_Complete the following_:
a – Copy out the passage of the candlestick pattern text starting at "- Third candle (bullish): The third candle is a strong" and ending at "confirming the reversal.".
b – Continue the candlestick pattern text from its last sentence.

_Excerpt to read_:
——

Confirmation Patterns
Confirmation patterns are critical for verifying the reliability of candlestick signals. A single candlestick or pattern may hint at a reversal or continuation, but without confirmation from the next candle, the signal might not hold. Always wait for the next candlestick to “confirm” the action before acting on it.

The Three Inside Up pattern is a bullish reversal signal that occurs after a downtrend. It’s made up of three candles and indicates that sellers are losing strength while buyers are starting to take control.
- First candle (bearish): The first candle is a large bearish candlestick, representing strong selling pressure.
- Second candle (bullish): The second candle is a smaller bullish candle that forms within the body of the first candle. Its close must be higher than the midpoint of the first candle. This shows that buyers are starting to push back.
- Third candle (bullish): The third candle is a strong bullish candlestick that closes above the high of the first candle. This confirms the reversal and signals that buyers are now in control.
The Three Outside Up pattern is another bullish reversal signal that indicates a shift from a downtrend to an uptrend. This pattern also consists of three candles and confirms a strong change in market sentiment.
- First candle (bearish): The first candle is a bearish candlestick that continues the downtrend, showing sellers are still in control.
- Second candle (bullish engulfing): The second candle is a large bullish candlestick that completely engulfs the body of the first candle. This signals that buyers are stepping in aggressively.
- Third candle (bullish): The third candle is another bullish candlestick that closes even higher than the second candle, confirming the reversal.
Bearish Reversal Patterns
Bearish reversal patterns occur after an uptrend, signaling that sellers are starting to take control. These patterns indicate a shift in momentum from buyers to sellers, often leading to a price decline.
Bearish reversal patterns signal that the uptrend is losing strength, and a potential price decrease is on the horizon. These patterns help traders spot opportunities to exit long positions or even take short positions near the top of a trend.
Single Candlestick Patterns
Just like bullish candlestick patterns, a single bearish candlestick can often signal a key reversal day. After a series of up days, begin looking for any signs of weakness.

- Hanging Man: Similar to a hammer but forms after an uptrend. It has a small body and a long lower shadow. A hanging man shows selling pressure is increasing, and a reversal may be coming.
- Shooting Star: A bearish candle with a small body near the low and a long upper shadow. Although a shooting star looks like an inverted hammer it is at the end of an uptrend and displays sellers took control and drove it back down after buyers pushed the price higher.

——

_Data section_:
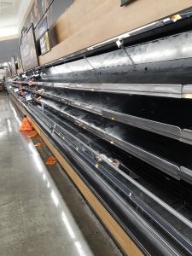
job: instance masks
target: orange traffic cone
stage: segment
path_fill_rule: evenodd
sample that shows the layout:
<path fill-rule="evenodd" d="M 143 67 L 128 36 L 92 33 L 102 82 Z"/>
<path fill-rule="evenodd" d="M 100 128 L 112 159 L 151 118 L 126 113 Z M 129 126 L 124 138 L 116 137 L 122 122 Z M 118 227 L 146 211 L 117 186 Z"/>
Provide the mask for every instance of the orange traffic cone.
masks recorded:
<path fill-rule="evenodd" d="M 20 127 L 20 131 L 32 131 L 33 128 L 27 120 L 27 118 L 24 116 L 21 125 Z"/>

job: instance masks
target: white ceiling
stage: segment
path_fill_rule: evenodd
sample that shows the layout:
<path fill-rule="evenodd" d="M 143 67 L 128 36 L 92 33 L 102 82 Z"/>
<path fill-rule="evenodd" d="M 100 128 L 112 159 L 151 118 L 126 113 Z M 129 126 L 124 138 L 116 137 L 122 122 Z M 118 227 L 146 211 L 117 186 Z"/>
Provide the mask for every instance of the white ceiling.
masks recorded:
<path fill-rule="evenodd" d="M 15 37 L 31 0 L 0 0 L 0 39 Z"/>

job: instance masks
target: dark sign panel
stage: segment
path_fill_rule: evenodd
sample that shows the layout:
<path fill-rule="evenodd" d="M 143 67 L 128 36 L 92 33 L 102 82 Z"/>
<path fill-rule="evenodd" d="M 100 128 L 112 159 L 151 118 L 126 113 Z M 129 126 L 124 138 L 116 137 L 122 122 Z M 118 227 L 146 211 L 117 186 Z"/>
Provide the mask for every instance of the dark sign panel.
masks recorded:
<path fill-rule="evenodd" d="M 54 0 L 35 0 L 31 11 L 25 22 L 25 26 L 29 27 L 33 23 L 37 26 Z"/>
<path fill-rule="evenodd" d="M 23 35 L 20 46 L 23 70 L 29 70 L 38 66 L 38 58 L 36 49 L 36 41 L 33 26 Z"/>
<path fill-rule="evenodd" d="M 17 74 L 17 70 L 16 70 L 16 64 L 15 64 L 15 56 L 12 56 L 12 58 L 11 58 L 11 70 L 12 70 L 12 75 Z"/>
<path fill-rule="evenodd" d="M 131 0 L 121 0 L 121 4 L 120 6 L 124 6 L 127 3 L 130 3 Z"/>
<path fill-rule="evenodd" d="M 39 22 L 39 24 L 35 29 L 36 39 L 41 38 L 47 30 L 48 30 L 48 23 L 47 23 L 47 17 L 45 16 L 41 20 L 41 21 Z"/>
<path fill-rule="evenodd" d="M 40 38 L 40 49 L 42 55 L 50 50 L 48 32 L 46 32 Z"/>

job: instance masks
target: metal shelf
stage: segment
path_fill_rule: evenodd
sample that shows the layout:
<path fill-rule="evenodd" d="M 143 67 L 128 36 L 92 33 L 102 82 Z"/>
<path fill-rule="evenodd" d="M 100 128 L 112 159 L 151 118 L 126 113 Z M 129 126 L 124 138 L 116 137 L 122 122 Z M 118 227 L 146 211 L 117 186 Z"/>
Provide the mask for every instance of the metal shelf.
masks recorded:
<path fill-rule="evenodd" d="M 63 109 L 61 104 L 57 105 L 51 100 L 40 99 L 38 102 L 57 111 L 60 115 L 77 125 L 170 176 L 178 180 L 183 179 L 188 183 L 192 183 L 192 162 L 186 156 L 189 155 L 189 152 L 192 151 L 189 146 L 186 148 L 177 141 L 161 138 L 154 134 L 149 135 L 148 131 L 117 124 L 102 117 L 92 117 L 91 113 L 74 109 L 73 107 L 65 107 Z M 186 168 L 189 172 L 186 172 Z"/>

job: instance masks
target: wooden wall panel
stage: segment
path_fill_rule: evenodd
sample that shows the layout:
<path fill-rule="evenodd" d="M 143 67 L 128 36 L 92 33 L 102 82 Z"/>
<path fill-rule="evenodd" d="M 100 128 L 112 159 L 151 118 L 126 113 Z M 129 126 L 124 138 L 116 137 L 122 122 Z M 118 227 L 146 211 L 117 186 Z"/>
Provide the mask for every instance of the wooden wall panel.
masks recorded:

——

_Set of answers_:
a –
- Third candle (bullish): The third candle is a strong bullish candlestick that closes above the high of the first candle. This confirms the reversal and signals that buyers are now in control.
The Three Outside Up pattern is another bullish reversal signal that indicates a shift from a downtrend to an uptrend. This pattern also consists of three candles and confirms a strong change in market sentiment.
- First candle (bearish): The first candle is a bearish candlestick that continues the downtrend, showing sellers are still in control.
- Second candle (bullish engulfing): The second candle is a large bullish candlestick that completely engulfs the body of the first candle. This signals that buyers are stepping in aggressively.
- Third candle (bullish): The third candle is another bullish candlestick that closes even higher than the second candle, confirming the reversal.

b –
- Gravestone Doji: A doji with a long upper shadow and no lower shadow signaling strong rejection of higher prices, signaling potential downside.
- Bearish Spinning Top: Similar to the bullish spinning top but forms after an uptrend. Momentum is shifting from bullish to bearish.
Double Candlestick Patterns
These patterns often indicate that sellers are stepping in to halt upward momentum, signaling a potential price drop. When a bearish pattern forms immediately after an uptrend, it suggests confirmation of the reversal.

- Bearish Kicker: A strong bullish candle continues the existing uptrend, showing strong buying pressure. A bearish candle opens at or below the previous candle’s open, creating a significant gap down, and closes even lower suggesting a sharp rejection of higher prices and a sudden shift in sentiment.
- Bearish Engulfing: A small bullish candle continues the uptrend, showing that buyers are still in control. A larger bearish candle completely engulfs the body of the first candle signaling that the uptrend is losing strength and a reversal to the downside is likely.
- Bearish Harami: A large bullish candle represents the continuation of the uptrend. A small bearish candle forms within the body of the first candle reflecting hesitation and showing that the uptrend is weakening.
- Dark Cloud Cover: A strong bullish candle continues the uptrend and closes near its high. A bearish candle opens above the high of the first candle (gapping up) but closes below the midpoint of the first candle signaling that buyers have lost control and sellers are dominating.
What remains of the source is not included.